WHAT THE EXERCISE ASKS. Below is a block of records; repeat each one exactly.

*** DATA ENTRIES ***

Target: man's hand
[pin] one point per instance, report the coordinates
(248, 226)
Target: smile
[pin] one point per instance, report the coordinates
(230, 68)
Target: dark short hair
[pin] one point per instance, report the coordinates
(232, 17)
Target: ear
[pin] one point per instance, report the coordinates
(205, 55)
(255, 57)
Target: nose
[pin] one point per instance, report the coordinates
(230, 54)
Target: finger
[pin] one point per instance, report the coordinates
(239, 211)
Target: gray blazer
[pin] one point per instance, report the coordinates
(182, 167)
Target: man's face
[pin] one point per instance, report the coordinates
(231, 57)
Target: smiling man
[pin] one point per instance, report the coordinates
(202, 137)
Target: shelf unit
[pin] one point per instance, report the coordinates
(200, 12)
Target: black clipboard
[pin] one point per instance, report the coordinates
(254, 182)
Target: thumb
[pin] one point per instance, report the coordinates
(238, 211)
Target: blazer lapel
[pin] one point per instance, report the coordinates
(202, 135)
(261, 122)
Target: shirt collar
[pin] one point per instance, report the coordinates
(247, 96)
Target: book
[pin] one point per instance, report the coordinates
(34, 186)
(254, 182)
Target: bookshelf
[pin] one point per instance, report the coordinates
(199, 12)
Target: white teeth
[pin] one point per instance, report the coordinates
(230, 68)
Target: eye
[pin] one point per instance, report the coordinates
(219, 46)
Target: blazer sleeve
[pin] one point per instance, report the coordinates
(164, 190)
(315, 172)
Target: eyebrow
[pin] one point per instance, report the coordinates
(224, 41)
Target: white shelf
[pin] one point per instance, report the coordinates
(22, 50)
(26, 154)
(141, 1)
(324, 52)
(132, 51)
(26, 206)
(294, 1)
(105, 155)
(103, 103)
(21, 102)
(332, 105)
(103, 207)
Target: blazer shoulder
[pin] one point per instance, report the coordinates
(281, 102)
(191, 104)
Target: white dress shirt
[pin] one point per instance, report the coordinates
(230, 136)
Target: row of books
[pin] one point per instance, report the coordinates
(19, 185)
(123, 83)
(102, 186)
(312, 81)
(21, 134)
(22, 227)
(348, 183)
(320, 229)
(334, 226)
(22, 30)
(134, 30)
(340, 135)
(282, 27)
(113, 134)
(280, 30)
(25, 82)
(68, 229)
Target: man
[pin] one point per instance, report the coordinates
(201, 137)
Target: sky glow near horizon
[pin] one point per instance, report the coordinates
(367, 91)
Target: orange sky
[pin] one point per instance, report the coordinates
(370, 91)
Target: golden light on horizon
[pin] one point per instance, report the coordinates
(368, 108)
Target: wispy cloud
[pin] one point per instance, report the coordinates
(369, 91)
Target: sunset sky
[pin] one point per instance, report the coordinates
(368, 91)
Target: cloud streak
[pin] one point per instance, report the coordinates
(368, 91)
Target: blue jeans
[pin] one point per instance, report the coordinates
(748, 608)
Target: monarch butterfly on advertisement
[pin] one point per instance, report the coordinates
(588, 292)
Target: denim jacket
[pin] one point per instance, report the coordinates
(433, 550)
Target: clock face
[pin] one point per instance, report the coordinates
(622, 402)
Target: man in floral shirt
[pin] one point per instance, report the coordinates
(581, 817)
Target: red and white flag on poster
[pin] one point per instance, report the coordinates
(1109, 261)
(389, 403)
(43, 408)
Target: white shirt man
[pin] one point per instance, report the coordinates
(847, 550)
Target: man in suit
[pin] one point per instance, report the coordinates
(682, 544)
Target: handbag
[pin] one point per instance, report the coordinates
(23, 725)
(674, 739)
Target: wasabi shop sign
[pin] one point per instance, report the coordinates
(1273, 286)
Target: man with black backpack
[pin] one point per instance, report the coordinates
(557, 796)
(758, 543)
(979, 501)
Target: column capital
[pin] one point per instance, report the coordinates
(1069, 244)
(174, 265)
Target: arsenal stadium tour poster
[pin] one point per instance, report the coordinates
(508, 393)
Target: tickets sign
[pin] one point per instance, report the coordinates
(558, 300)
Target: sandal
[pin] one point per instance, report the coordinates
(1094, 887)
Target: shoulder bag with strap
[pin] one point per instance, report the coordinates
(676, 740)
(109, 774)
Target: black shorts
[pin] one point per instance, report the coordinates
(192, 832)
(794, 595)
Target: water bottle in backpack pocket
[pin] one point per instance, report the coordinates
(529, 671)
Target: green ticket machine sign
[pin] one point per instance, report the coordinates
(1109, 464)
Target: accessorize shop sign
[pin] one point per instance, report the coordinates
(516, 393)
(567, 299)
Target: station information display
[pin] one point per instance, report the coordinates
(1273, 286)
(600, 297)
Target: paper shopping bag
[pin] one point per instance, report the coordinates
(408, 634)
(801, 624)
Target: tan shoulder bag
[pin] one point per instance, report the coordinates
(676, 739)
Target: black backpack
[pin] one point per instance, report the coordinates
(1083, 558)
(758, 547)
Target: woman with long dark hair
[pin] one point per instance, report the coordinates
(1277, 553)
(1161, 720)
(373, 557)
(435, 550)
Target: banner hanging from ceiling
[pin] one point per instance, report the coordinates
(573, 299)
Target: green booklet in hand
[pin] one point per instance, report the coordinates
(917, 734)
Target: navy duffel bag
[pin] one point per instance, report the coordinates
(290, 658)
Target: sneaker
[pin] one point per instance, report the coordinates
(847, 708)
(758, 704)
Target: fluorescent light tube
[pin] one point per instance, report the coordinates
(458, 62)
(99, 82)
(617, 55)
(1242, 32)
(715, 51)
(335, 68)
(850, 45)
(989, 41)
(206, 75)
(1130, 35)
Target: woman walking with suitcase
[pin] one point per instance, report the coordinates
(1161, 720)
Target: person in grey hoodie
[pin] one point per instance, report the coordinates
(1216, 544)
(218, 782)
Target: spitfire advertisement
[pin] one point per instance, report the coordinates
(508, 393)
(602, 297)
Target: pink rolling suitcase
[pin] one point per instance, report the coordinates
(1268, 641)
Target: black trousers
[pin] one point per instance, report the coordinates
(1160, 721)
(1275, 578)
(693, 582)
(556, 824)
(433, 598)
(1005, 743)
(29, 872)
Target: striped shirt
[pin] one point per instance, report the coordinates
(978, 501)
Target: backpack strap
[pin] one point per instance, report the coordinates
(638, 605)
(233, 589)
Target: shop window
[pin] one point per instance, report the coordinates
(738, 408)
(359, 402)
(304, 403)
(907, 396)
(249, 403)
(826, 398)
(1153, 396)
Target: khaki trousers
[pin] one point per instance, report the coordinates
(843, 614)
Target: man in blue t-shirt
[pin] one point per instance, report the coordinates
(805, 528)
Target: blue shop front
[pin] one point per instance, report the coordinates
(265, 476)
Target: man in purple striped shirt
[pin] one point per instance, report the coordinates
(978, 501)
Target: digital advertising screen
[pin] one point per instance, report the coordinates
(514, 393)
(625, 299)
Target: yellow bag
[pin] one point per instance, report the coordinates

***

THE SOLUTION.
Target: man's hand
[pin] one point per instance, report the coordinates
(248, 226)
Target: smile
[pin] one point per instance, report the coordinates
(230, 68)
Target: dark short hair
[pin] one point per instance, report the coordinates
(232, 17)
Target: ear
[pin] one point per instance, report the coordinates
(205, 55)
(255, 57)
Target: nose
[pin] one point per instance, report the coordinates
(230, 54)
Target: finger
[pin] one point per instance, report the coordinates
(239, 211)
Target: gray blazer
[pin] one point per instance, report the coordinates
(182, 167)
Target: man's face
[pin] one point per instance, report the coordinates
(231, 57)
Target: smiling man
[pin] one point per instance, report the coordinates
(202, 137)
Target: shelf unit
[pin] one point per instance, report the coordinates
(200, 12)
Target: black clipboard
[pin] one point per instance, report the coordinates
(254, 182)
Target: thumb
[pin] one point per instance, report the coordinates
(238, 211)
Target: blazer lapel
[pin] one point per instance, report the coordinates
(202, 135)
(261, 122)
Target: shirt collar
[pin] one point per instance, report the coordinates
(247, 96)
Target: book
[pin] one point per instance, report the coordinates
(34, 186)
(254, 182)
Target: bookshelf
[pin] one point per instance, report the coordinates
(199, 12)
Target: white teeth
[pin] one point per instance, report the coordinates
(230, 68)
Target: eye
[pin] one point per instance, report the coordinates
(219, 46)
Target: blazer sleeve
[pin] one point per instance, report the coordinates
(164, 190)
(315, 172)
Target: eyebrow
[pin] one point per instance, report the coordinates
(224, 41)
Target: white shelf
[pin] one point per instance, report the coordinates
(22, 50)
(26, 154)
(141, 1)
(324, 52)
(132, 51)
(26, 206)
(294, 1)
(105, 155)
(103, 103)
(21, 102)
(332, 105)
(103, 207)
Target: blazer shoulder
[pin] one point per instance, report the coordinates
(281, 102)
(191, 104)
Target: white dress shirt
[pin] one point per instance, report the coordinates
(230, 136)
Target: row of books
[pin] one point per instance, report the coordinates
(19, 185)
(123, 83)
(102, 186)
(312, 81)
(21, 134)
(22, 227)
(348, 183)
(320, 229)
(334, 226)
(22, 30)
(134, 30)
(340, 135)
(282, 27)
(113, 134)
(280, 30)
(25, 82)
(68, 229)
Target: man
[pin] one point per instance, report the coordinates
(201, 137)
Target: sky glow near horizon
[pin] one point per instance, report the coordinates
(367, 91)
Target: orange sky
[pin] one point per instance, report the coordinates
(370, 91)
Target: golden light on horizon
[pin] one point per instance, report the coordinates
(368, 108)
Target: wispy cloud
[pin] one point per instance, report the coordinates
(369, 91)
Target: sunset sky
[pin] one point per instance, report the coordinates
(368, 91)
Target: cloud streak
[pin] one point per instance, report the coordinates
(368, 91)
Target: blue jeans
[pin] one point per instance, report the coordinates
(748, 608)
Target: monarch butterfly on advertisement
[pin] one point per instance, report the coordinates
(588, 292)
Target: denim jacket
[pin] one point per instance, report the coordinates
(433, 550)
Target: clock face
[pin] one point per instance, report the coordinates
(622, 402)
Target: man in floral shirt
[pin] one point per instance, report the coordinates
(581, 817)
Target: red and white flag on poster
[pin] one point per instance, report the coordinates
(1109, 261)
(389, 403)
(43, 408)
Target: white shirt man
[pin] one point per instance, report the coordinates
(847, 550)
Target: man in suit
[pin] one point per instance, report the coordinates
(682, 544)
Target: handbag
[pin] one point per instance, report the coordinates
(23, 725)
(674, 739)
Target: wasabi shop sign
[pin] one point per instance, report the coordinates
(1273, 286)
Target: man with black backpack
[pin] one point per instance, report the coordinates
(557, 796)
(758, 543)
(979, 501)
Target: column capital
[pin] one point per instance, report the coordinates
(1069, 244)
(174, 265)
Target: arsenal stadium tour poster
[pin] one point per instance, report the coordinates
(508, 393)
Target: tickets sign
[pin] one point per instance, report the coordinates
(558, 300)
Target: sandal
[pin] one point per instance, report the coordinates
(1094, 887)
Target: shoulder bag with strap
[pin] one point per instance, report the coordinates
(676, 740)
(109, 774)
Target: black shorts
[pin] one point per instance, report the coordinates
(192, 832)
(794, 595)
Target: water bottle in backpack pocket
[pin] one point per instance, report the coordinates
(529, 671)
Target: green ticket machine sign
[pin] one point per instance, report the coordinates
(1109, 464)
Target: accessorize shop sign
[pin] one point per instance, report the coordinates
(516, 393)
(567, 299)
Target: station information display
[pin] one point per instance, report the coordinates
(1273, 286)
(600, 297)
Target: paper shopping bag
[pin] one point per instance, report the coordinates
(408, 634)
(801, 624)
Target: tan shoulder bag
[pin] one point per instance, report the coordinates
(676, 739)
Target: black backpack
[pin] one point per instance, report the coordinates
(1083, 558)
(758, 547)
Target: woman with long dark hair
[pin] one point per instance, report the coordinates
(1277, 553)
(1161, 720)
(373, 557)
(435, 550)
Target: banner hanging from ceiling
[pin] one point per instance, report the coordinates
(573, 299)
Target: green booklet in hand
[pin] one point per instance, report the coordinates
(917, 734)
Target: navy duffel bag
[pin] one point per instance, report the coordinates
(290, 658)
Target: sneaker
[pin] one point per instance, report the coordinates
(847, 708)
(758, 704)
Target: fluorescent light tube
[pin] one point per instance, report the coordinates
(458, 62)
(99, 82)
(617, 55)
(1242, 32)
(715, 51)
(335, 68)
(850, 45)
(989, 41)
(206, 75)
(1130, 35)
Target: woman walking with suitcase
[pin] one point per instance, report the coordinates
(1161, 720)
Target: person in grey hoodie
[pin] one point per instance, report the coordinates
(1216, 544)
(218, 782)
Target: spitfire advertisement
[pin] one point per instance, report the coordinates
(508, 393)
(602, 297)
Target: pink rolling suitcase
[pin] one point per instance, report the coordinates
(1268, 641)
Target: black trousers
[pin] one point per instance, report the coordinates
(1160, 721)
(1275, 578)
(693, 582)
(556, 824)
(433, 598)
(1005, 743)
(29, 872)
Target: striped shirt
[pin] one point per instance, report the coordinates
(978, 501)
Target: backpack strap
[pin] one point per instance, report the coordinates
(638, 605)
(233, 589)
Target: shop window
[pin] one point per instance, report the coordinates
(738, 408)
(359, 402)
(304, 403)
(907, 396)
(249, 403)
(826, 398)
(1153, 396)
Target: khaki trousers
[pin] one point per instance, report the coordinates
(843, 614)
Target: man in blue t-shirt
[pin] one point per instance, report the coordinates
(805, 528)
Target: blue shop front
[pin] one point per instance, report the coordinates
(265, 476)
Target: man in purple striped shirt
[pin] one point per instance, report the coordinates
(978, 501)
Target: digital advertising screen
[pin] one point per instance, report the coordinates
(514, 393)
(625, 299)
Target: yellow bag
[pin] one point per instance, report the coordinates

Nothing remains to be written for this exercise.